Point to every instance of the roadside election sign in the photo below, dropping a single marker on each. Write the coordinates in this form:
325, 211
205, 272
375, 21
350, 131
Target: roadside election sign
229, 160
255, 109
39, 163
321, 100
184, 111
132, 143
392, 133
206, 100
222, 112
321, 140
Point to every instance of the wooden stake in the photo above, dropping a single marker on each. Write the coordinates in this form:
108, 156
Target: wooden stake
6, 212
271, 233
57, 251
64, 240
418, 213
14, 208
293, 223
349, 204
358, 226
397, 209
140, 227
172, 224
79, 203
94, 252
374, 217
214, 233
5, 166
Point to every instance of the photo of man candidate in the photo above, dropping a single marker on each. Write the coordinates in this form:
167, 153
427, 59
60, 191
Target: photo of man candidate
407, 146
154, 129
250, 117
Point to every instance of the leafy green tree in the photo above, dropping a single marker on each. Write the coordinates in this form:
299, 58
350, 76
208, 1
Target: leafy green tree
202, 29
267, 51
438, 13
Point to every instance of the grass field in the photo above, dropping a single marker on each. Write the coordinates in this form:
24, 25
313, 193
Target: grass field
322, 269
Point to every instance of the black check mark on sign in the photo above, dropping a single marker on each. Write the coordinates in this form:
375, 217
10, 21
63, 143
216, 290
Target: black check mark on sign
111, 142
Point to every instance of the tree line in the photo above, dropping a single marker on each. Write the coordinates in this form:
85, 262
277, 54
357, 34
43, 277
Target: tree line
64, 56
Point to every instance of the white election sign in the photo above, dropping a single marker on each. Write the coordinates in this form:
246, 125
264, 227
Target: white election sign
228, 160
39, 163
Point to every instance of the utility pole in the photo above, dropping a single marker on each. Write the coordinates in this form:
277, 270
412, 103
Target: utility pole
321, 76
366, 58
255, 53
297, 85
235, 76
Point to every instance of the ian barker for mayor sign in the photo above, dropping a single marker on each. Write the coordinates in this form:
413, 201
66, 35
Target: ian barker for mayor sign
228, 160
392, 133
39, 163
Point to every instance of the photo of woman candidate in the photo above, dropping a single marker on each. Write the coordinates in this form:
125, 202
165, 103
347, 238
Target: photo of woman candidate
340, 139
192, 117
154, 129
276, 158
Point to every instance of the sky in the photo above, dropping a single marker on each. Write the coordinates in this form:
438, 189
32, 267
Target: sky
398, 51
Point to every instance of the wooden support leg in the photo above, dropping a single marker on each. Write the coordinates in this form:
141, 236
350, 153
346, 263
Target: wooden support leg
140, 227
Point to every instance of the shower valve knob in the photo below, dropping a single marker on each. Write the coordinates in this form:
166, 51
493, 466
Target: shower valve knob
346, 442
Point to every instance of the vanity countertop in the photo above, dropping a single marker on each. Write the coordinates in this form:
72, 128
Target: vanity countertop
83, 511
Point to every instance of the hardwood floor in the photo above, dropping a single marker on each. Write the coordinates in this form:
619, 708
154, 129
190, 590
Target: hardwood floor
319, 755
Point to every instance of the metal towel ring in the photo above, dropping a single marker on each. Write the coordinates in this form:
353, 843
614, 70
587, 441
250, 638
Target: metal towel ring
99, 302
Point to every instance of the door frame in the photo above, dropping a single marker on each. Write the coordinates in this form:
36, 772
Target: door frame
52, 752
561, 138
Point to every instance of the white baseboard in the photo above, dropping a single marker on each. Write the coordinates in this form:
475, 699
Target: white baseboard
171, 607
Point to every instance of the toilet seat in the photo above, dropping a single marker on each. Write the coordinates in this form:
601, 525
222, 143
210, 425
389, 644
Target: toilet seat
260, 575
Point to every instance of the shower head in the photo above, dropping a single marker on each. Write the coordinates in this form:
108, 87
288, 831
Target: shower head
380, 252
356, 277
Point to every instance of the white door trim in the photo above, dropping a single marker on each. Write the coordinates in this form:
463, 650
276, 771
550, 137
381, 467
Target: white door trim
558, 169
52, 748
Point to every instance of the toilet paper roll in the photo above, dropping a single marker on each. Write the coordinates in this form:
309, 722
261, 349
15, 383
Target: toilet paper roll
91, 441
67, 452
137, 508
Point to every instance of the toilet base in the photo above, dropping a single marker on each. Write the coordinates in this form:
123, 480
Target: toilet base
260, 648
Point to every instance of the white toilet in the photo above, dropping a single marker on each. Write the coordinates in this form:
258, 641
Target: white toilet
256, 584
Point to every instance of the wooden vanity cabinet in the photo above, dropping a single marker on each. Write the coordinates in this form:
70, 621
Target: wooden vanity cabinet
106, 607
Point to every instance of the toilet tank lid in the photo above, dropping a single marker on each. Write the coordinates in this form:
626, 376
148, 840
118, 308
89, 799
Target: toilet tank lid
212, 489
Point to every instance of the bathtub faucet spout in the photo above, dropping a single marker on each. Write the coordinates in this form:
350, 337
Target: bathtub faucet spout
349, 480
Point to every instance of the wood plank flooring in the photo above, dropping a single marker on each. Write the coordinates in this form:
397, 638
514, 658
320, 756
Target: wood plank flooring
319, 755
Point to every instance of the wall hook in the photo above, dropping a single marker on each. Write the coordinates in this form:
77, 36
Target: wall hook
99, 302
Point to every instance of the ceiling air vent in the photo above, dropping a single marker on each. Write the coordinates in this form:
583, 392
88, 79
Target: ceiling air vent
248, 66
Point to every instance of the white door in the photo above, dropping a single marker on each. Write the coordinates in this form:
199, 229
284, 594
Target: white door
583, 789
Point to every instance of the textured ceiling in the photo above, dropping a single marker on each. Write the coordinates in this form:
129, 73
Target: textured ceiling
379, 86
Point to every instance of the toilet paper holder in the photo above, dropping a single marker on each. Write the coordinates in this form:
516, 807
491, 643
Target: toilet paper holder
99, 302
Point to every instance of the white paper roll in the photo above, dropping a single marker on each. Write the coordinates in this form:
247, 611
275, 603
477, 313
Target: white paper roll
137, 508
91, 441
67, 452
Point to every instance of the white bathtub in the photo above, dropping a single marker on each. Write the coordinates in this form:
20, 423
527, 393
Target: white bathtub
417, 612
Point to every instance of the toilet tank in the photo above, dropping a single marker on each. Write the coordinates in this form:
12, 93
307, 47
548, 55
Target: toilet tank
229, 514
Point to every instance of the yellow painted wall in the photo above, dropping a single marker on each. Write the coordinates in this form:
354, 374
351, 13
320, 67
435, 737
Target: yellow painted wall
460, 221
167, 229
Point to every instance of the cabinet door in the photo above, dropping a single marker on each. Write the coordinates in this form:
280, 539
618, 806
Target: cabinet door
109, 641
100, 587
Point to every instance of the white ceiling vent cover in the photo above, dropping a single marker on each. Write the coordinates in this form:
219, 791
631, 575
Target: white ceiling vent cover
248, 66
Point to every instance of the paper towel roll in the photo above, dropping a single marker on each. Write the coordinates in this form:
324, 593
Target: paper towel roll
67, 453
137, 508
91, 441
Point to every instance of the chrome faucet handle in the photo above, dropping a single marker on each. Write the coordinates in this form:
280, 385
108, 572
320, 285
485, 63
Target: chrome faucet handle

STATED PROBLEM ->
Reproduce all of the material above, substituting "placing one marker on each" for every occurrence of "dropping a single marker on each". Leave everything else unchanged.

FINISHED TASK ->
Point to every instance of the roadside election sign in the photo below, placing one marker on each. Write the coordinates in this form:
325, 211
205, 272
375, 21
350, 131
Target: roadside election sign
229, 160
255, 109
39, 163
321, 100
184, 111
132, 143
392, 133
206, 100
222, 112
321, 140
Point to every instance of the wooden stake in the photo above, placing one marker on each. Write the coordinates in this form:
108, 156
Target: wooden stake
6, 212
271, 233
57, 251
64, 240
418, 213
14, 208
293, 223
349, 204
358, 226
397, 209
140, 227
172, 224
79, 203
94, 252
374, 217
214, 233
5, 166
Point to every instance of the photo of man candidate in the photo above, placing one marker on each. Write the coordinates in this form:
167, 153
427, 59
60, 191
Target: photo of man candidate
407, 146
154, 129
250, 117
Point to every instance of the leafy green tree in the photo above, placing one marker on each. Write the coordinates in this form:
299, 58
350, 76
208, 1
Target: leafy green tree
202, 29
267, 51
438, 13
Point to every instance of the grass field in the photo above, placing one marker on each. Write the coordinates in this form:
24, 25
313, 193
Target: grass field
322, 269
Point to every instance of the black check mark on sign in the photo above, placing one marker on each. Write the coordinates in this form:
375, 217
10, 21
63, 143
216, 290
Target: black check mark on sign
111, 142
Point to every instance of the tree line in the photo above, placing one marker on each. Write the coordinates in this form:
85, 262
277, 54
357, 34
43, 277
Target: tree line
64, 56
Point to every instance of the white election sign in the photo above, placing one marker on each. Write the coordinates in this form:
246, 125
264, 227
Target: white election sign
228, 160
39, 163
Point to every instance of the utility pole in the photo above, placing one marker on each. Write the coordinates in this form:
277, 270
412, 103
Target: utility pole
321, 76
366, 58
255, 53
297, 85
235, 76
Point to every instance of the ian barker for mayor sign in the photo above, placing one marker on each. Write the coordinates in this form:
413, 201
66, 35
Target: ian barker for mayor sign
228, 160
392, 133
39, 163
Point to every instance of the photo of woman candidate in the photo above, placing one marker on each. Write the coordinates in this form:
125, 202
165, 103
347, 238
Target: photo of woman candidate
340, 139
192, 117
154, 129
276, 158
Point to every instance of the sky in the photo above, placing one marker on each. Write the coordinates in this form:
438, 189
32, 267
Target: sky
398, 51
Point to every instance of the wooden support leg in the photo above, placing one marker on each. Write the coordinates in this form:
141, 236
350, 153
346, 263
Target: wooden support leg
140, 227
Point to every instance of the shower valve knob in the photo below, placing one marker on each. Write the coordinates in this form:
166, 51
493, 466
Target: shower valve knob
346, 442
Point to every instance of the vanity countertop in the photo above, placing one marker on each. Write the coordinates in this form:
72, 128
Target: vanity countertop
83, 511
Point to every instance of the hardwood floor in the photo above, placing one marker on each. Write the coordinates in this form:
619, 708
154, 129
190, 590
Target: hardwood floor
319, 755
Point to every instance of the metal towel ring in the photo above, placing one marker on each. Write the coordinates in this form:
353, 843
614, 70
587, 441
250, 638
Target: metal towel ring
99, 302
Point to every instance of the door frame in the photo above, placing one marker on each. Write the coordinates in this form:
36, 772
Target: door frame
52, 752
561, 138
Point to every instance of the white baseboard in the photo above, placing one marker on each. Write the coordinates in this form:
475, 699
Target: white baseboard
171, 607
Point to every instance of the toilet seat in the photo above, placing one marker on each. Write the coordinates in this form:
601, 525
222, 143
210, 425
389, 644
Target: toilet seat
260, 575
Point to every instance of the shower head in the photo above, placing one marker on each. Write the coordinates in this form:
108, 87
288, 831
Target: shower head
380, 252
356, 277
Point to every instance of the white door trim in the photo above, placing one marker on each. Write the coordinates in this form:
463, 650
276, 771
550, 137
381, 467
Target: white door trim
558, 169
52, 748
Point to every instance of the toilet paper roll in the photo above, placing one marker on each. Write the coordinates in this form:
309, 722
261, 349
15, 383
Target: toilet paper roll
91, 441
67, 452
137, 508
Point to every instance of the toilet base in the photo above, placing one marker on each. Write the coordinates in this form:
123, 480
Target: toilet base
260, 648
Point to every instance of the white toilet in the photo above, placing one marker on each. Write the coordinates in this form:
258, 641
Target: white toilet
256, 584
Point to every instance of the wooden vanity cabinet in the photo above, placing one marker on each. Write the coordinates in this form:
70, 621
Target: wooden vanity cabinet
106, 607
Point to every instance of the toilet tank lid in the photo above, placing one marker on each. Write the coordinates in this form:
626, 376
148, 840
118, 308
89, 799
Target: toilet tank lid
212, 489
Point to every instance of the bathtub faucet spout in the photo above, placing one marker on each. Write the coordinates in this form:
350, 337
Target: bathtub faucet spout
349, 480
Point to every instance of the wood plank flooring in the photo above, placing one marker on each. Write the coordinates in this form:
397, 638
514, 658
320, 756
Target: wood plank flooring
319, 755
Point to every instance of the wall hook in the photo above, placing one marker on each. Write the coordinates in this form:
77, 36
Target: wall hook
99, 302
Point to every instance of the ceiling air vent in the photo above, placing one marker on each. Write the coordinates in this form:
583, 392
88, 79
Target: ceiling air vent
248, 66
Point to every instance of the white door in the photo above, placing one marker on each. Write the coordinates in this form:
199, 229
284, 594
Target: white door
583, 789
Point to every instance of the textured ceiling in the photo above, placing one marker on each. Write the coordinates in this form:
129, 73
Target: textured ceiling
379, 86
Point to every instance of the toilet paper holder in the photo above, placing one marker on each. Write the coordinates in this form:
516, 807
491, 643
Target: toilet paper holder
99, 302
Point to every instance of the white paper roll in the photo above, placing one marker on each. Write the coordinates in this form:
247, 611
275, 603
477, 313
Target: white paper roll
137, 508
91, 441
67, 452
Point to every instance of the white bathtub in the photo above, placing one marker on each. Write the coordinates in this form:
20, 423
527, 393
Target: white bathtub
417, 612
Point to every instance of the toilet tank in the photo above, placing one marker on each. Write the coordinates in this form:
12, 93
307, 47
548, 55
Target: toilet tank
229, 514
Point to every instance of the yellow painted wall in the photo above, placing one marker on each. Write the coordinates in this form:
354, 374
351, 13
320, 67
435, 737
Target: yellow painted wall
460, 221
167, 229
Point to every instance of the cabinet door in the photo above, placing one marker on each. Write the coordinates in this form:
280, 539
618, 806
Target: cabinet door
109, 641
100, 587
Point to every instance of the white ceiling vent cover in the photo above, placing one marker on each. Write the coordinates in this form:
219, 791
631, 575
Target: white ceiling vent cover
248, 66
Point to every instance of the paper towel roll in the photo above, placing one marker on each. Write the coordinates in this form:
324, 593
Target: paper towel roll
67, 453
137, 508
91, 441
Point to every instance of the chrome faucet handle in the photo above, placing one marker on each. Write the coordinates in this form:
280, 385
108, 572
320, 285
485, 63
Target: chrome faucet handle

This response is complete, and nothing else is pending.